Everything in the records below except the images should be output exactly as written.

Record extracts>
+--

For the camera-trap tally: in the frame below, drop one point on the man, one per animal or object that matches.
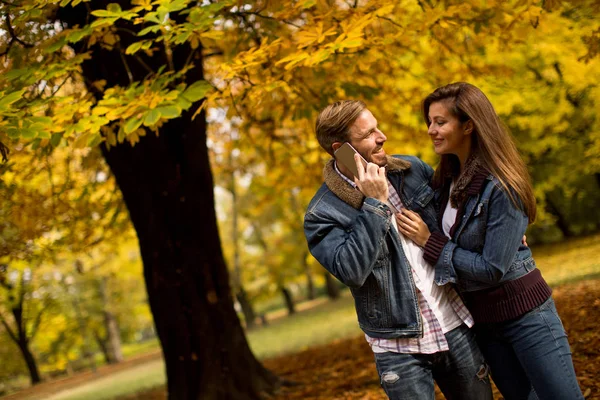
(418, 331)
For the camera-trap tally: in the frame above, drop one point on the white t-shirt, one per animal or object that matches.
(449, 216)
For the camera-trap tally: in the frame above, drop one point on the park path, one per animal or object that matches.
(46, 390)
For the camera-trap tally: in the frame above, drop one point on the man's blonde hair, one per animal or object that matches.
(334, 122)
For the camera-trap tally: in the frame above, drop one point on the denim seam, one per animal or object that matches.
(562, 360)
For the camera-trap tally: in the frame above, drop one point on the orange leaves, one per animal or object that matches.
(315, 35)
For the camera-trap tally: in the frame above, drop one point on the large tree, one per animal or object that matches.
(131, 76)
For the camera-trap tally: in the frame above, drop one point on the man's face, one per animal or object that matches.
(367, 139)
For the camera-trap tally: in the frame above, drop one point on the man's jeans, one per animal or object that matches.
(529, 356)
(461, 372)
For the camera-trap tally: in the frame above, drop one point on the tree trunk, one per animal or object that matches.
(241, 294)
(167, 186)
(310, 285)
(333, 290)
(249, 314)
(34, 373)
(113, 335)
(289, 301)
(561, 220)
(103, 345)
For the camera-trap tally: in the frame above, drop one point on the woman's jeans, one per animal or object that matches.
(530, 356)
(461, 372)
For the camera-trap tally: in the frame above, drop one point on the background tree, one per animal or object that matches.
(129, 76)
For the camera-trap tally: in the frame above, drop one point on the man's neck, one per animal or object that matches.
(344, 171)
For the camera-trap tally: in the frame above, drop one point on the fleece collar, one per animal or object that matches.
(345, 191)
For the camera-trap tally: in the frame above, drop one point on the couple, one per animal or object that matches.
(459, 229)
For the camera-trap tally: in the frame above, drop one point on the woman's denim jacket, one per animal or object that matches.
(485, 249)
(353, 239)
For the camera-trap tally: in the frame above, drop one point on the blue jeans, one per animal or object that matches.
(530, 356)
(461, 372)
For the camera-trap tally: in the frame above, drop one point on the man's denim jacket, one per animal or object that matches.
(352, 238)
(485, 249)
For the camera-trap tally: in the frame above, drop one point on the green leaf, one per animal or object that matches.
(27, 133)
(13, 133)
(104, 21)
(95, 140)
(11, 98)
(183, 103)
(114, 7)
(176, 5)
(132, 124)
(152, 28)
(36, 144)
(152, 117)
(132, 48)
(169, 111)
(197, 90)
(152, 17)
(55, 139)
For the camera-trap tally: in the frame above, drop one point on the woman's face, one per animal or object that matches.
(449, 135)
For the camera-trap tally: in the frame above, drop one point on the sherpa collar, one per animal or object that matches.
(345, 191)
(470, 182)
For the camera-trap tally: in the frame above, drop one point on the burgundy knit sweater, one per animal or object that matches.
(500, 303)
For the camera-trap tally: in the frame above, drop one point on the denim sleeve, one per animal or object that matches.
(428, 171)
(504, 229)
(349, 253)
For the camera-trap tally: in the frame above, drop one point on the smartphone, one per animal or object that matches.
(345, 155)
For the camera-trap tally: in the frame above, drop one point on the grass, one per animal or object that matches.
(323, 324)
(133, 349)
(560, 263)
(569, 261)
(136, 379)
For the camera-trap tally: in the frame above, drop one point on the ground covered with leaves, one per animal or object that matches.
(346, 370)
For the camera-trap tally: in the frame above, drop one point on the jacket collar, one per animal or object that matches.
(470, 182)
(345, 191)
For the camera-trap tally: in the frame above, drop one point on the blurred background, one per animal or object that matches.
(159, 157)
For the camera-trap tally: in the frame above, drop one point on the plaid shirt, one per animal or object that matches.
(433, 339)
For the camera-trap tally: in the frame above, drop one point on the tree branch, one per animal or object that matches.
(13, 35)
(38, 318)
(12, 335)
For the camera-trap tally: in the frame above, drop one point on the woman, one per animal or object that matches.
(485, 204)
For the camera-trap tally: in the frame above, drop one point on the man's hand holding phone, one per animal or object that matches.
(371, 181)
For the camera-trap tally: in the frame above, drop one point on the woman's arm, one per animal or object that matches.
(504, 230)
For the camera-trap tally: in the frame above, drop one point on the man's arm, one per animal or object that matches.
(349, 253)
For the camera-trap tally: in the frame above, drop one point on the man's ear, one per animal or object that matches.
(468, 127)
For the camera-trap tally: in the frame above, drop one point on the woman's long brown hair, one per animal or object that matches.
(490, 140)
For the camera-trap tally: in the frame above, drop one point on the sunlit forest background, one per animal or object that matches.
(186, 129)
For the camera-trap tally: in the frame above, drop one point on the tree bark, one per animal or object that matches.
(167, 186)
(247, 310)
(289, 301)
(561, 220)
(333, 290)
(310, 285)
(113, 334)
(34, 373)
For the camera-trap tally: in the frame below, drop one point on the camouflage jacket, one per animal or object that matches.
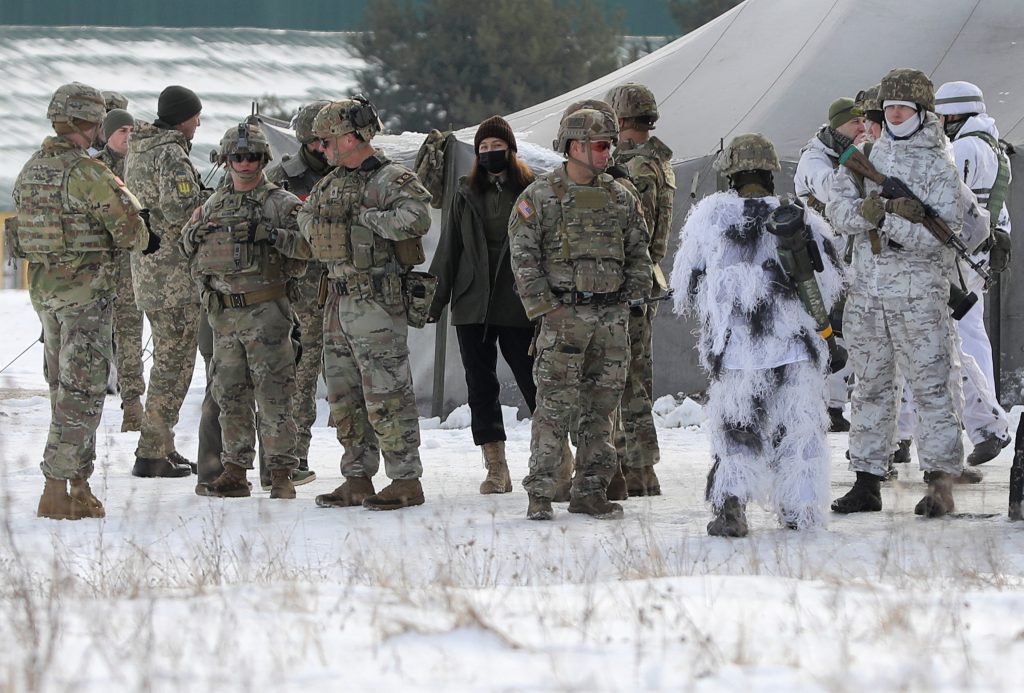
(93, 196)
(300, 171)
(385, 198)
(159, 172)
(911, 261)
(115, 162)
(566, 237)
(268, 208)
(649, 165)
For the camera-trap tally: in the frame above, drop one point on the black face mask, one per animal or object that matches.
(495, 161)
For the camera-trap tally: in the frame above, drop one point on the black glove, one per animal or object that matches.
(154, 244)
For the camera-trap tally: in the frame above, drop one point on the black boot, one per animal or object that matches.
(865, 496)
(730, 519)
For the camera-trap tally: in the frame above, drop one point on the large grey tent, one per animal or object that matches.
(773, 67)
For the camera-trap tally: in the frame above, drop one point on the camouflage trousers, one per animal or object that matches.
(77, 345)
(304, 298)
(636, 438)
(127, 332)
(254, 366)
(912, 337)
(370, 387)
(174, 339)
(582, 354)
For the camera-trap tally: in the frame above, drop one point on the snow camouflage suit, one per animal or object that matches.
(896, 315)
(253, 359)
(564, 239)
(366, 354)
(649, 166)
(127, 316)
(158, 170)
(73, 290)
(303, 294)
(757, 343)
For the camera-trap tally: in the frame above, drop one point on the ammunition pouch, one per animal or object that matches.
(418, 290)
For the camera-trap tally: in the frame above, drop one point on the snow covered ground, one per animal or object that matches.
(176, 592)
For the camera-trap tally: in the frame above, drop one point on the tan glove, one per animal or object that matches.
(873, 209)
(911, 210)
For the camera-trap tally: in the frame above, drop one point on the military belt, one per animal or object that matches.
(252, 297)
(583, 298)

+--

Written answer>
For the camera-trap tally: in the frame below, drop one point on the man, one per animal or object that matches.
(418, 331)
For the camera-trap tally: in the frame above, drop one point on the white t-shirt, one per animal or object that matches.
(449, 216)
For the camera-trap tally: in the frame above, drop one point on the park path, one per animal or object that matches.
(46, 390)
For the camera-trap tally: in the frame above, drop one point on the man's blonde hair, one per animal or object that matches.
(334, 122)
For the camera-trap tally: in the frame above, drop one point on the denim seam, one per animal or object that matches.
(562, 360)
For the camera-trap tally: in the frame above, drop one point on the orange leaves, one per animal or object that matches.
(315, 35)
For the camera-trap tally: in the frame above, drop one point on the large tree, one per animal or object that matches.
(131, 76)
For the camera-trap tally: in the frame above, drop one point on the man's face, one per animal or object that matches.
(367, 139)
For the camera-trap tally: in the frame above, drop one point on the man's jeans, one per animal or object that matches.
(529, 356)
(461, 372)
For the camera-trap tally: in the frame above, drop one point on the tree trunk, one per animal or object that matches.
(241, 294)
(167, 186)
(310, 285)
(333, 290)
(249, 314)
(34, 373)
(113, 335)
(289, 301)
(561, 220)
(103, 345)
For the camera-trap tally: in the frame above, drop one point on the woman's jeans, one per animal or object that matches.
(530, 356)
(461, 372)
For the camera-trap tally: in the frame above, drop one point on the background tree, one per animal or object that matches.
(129, 76)
For the camera-trap tally: in the frame above, drop one point on the man's neck, one per animal or object that matches.
(344, 171)
For the camera-trap tally: in the frame above, drop one point on the fleece collar, one per animal or object that matches.
(345, 191)
For the camera-trap tally: in the frame above, drop one point on the couple, one per animal or object that matches.
(459, 229)
For the camera-trap tally: in the frame above, drop one point on the woman's denim jacket, one per animal or object that matches.
(485, 249)
(353, 239)
For the camera-trap tally: in the frame above, drop one point on the blue jeans, one per animal or object that matches.
(530, 356)
(461, 372)
For the camera-trap tally: in the frame above, drop one point on the man's denim jacket, one per animal or object that matches.
(352, 238)
(485, 249)
For the camera-trap tally: in the frame above, drop one point on the green leaf, one per animal or object that matches.
(27, 133)
(13, 133)
(104, 21)
(95, 140)
(11, 98)
(183, 103)
(114, 7)
(176, 5)
(132, 124)
(152, 28)
(36, 144)
(152, 117)
(132, 48)
(169, 111)
(197, 90)
(152, 17)
(55, 139)
For the camera-trap tally: in the frame above, drop one point on the woman's face, one per animal or object that matches.
(449, 135)
For the camera-trap tally: in the frame above, drop one point on the sherpa collar, one per animal or object that matches.
(345, 191)
(470, 182)
For the camera-trap tally: in the frame above, drop one point on the burgundy knit sweater, one per animal or object that matches.
(500, 303)
For the camera-trap tally: in the frame above, drop one point on the denim sleeve, one per animal or object that matches.
(428, 171)
(504, 229)
(349, 253)
For the camera-trap tally: in the frame above, drop one point on the smartphone, one per animal or object that matches.
(345, 155)
For the camera-trap tally: in the frame above, drop one point on the grass, one per animal or object that matches.
(323, 324)
(133, 349)
(560, 263)
(569, 261)
(136, 379)
For the camera-trap tally: in the frame above, drop one point on the ground covered with leaves, one per animal or object that matches.
(346, 370)
For the camera-trap tally: in the frame above, drop one point on the jacket collar, one per animal or object that matches.
(470, 182)
(345, 191)
For the camera-trap tally: in the frame above, drop one point on the blurred background, one per animal or object that matches.
(159, 157)
For the camera-trap tally: in the frame above, drop one point on the plaid shirt, one per animal or object that matches.
(433, 339)
For the camera-trap tally: in the frame above, drop one point on the tree branch, one per animal or object that matches.
(13, 35)
(38, 318)
(12, 335)
For the camera-trap tally: in the frame above, drop one point on the woman, one per animal or object that matches.
(485, 204)
For the camera-trap tally: in the frame above, drop one point on the man's hand holding phone, one per animal or object that matches.
(371, 181)
For the camera-trap tally: in the frame above, drop one point on the woman's arm, one per animal or object that matches.
(504, 230)
For the camera-trap tally: in the frame above, drop one point on the man's arm, one per animal or object that matches.
(349, 253)
For the camera-trap tally: in the frame above, drop one point on the man's ear, one per animal or object that matches.
(468, 127)
For the camera-trap tally: in the frame above, drop one point on the woman's long brown hair, one per animal or object that matches.
(490, 140)
For the camera-trap tally: in the frame above, drop one point on the sunlit forest background, one per animal or object that matches.
(186, 129)
For the camera-trap tally: in the frame above, drop one point on the tree bark, one per animal or object that matches.
(167, 186)
(247, 310)
(289, 301)
(561, 220)
(333, 290)
(310, 285)
(113, 334)
(34, 373)
For the camera-trap tally: in the frame below, drop one point on the camouflage jacket, one per animal or object that matches.
(93, 196)
(300, 171)
(385, 198)
(159, 172)
(911, 261)
(115, 162)
(566, 237)
(268, 208)
(649, 165)
For the camera-trap tally: in the frame above, drop one point on the black face mask, one per animal or object that matches.
(495, 161)
For the camera-trap tally: in the frame above, drop one point on the black glove, one per animal or object that matches.
(154, 244)
For the camera-trap tally: in the frame above, drop one point on the black boot, one per animal or object that matches.
(865, 496)
(730, 519)
For the camera-trap tally: in the frame above, drop one point on the large grey tent, one per animal or object that matches.
(773, 67)
For the camera-trap tally: in the frame above, drop one point on the camouflage trousers, one per animal or object that matches.
(77, 345)
(304, 298)
(636, 438)
(127, 332)
(254, 366)
(912, 337)
(370, 387)
(174, 339)
(582, 354)
For the camera-trap tally: in the frame above, drop one point on the snow camouflage suit, one per animal or object that matches.
(896, 315)
(253, 359)
(564, 239)
(366, 354)
(649, 166)
(127, 316)
(158, 170)
(73, 290)
(303, 294)
(757, 343)
For the camera-trap tally: in the frame above, drop one point on the ammunition pouch, one per animal or object that matches.
(418, 290)
For the camera-trap tally: in the frame above, drop one point on the snow covered ground, one per animal or object that matches.
(176, 592)
For the camera-trap tally: in the frame above, drop one point on the tan glove, one per animal or object that matches.
(873, 209)
(911, 210)
For the camera-trap tally: in the frame above, drop one point on the military belt, one per animal or object that matches.
(252, 297)
(583, 298)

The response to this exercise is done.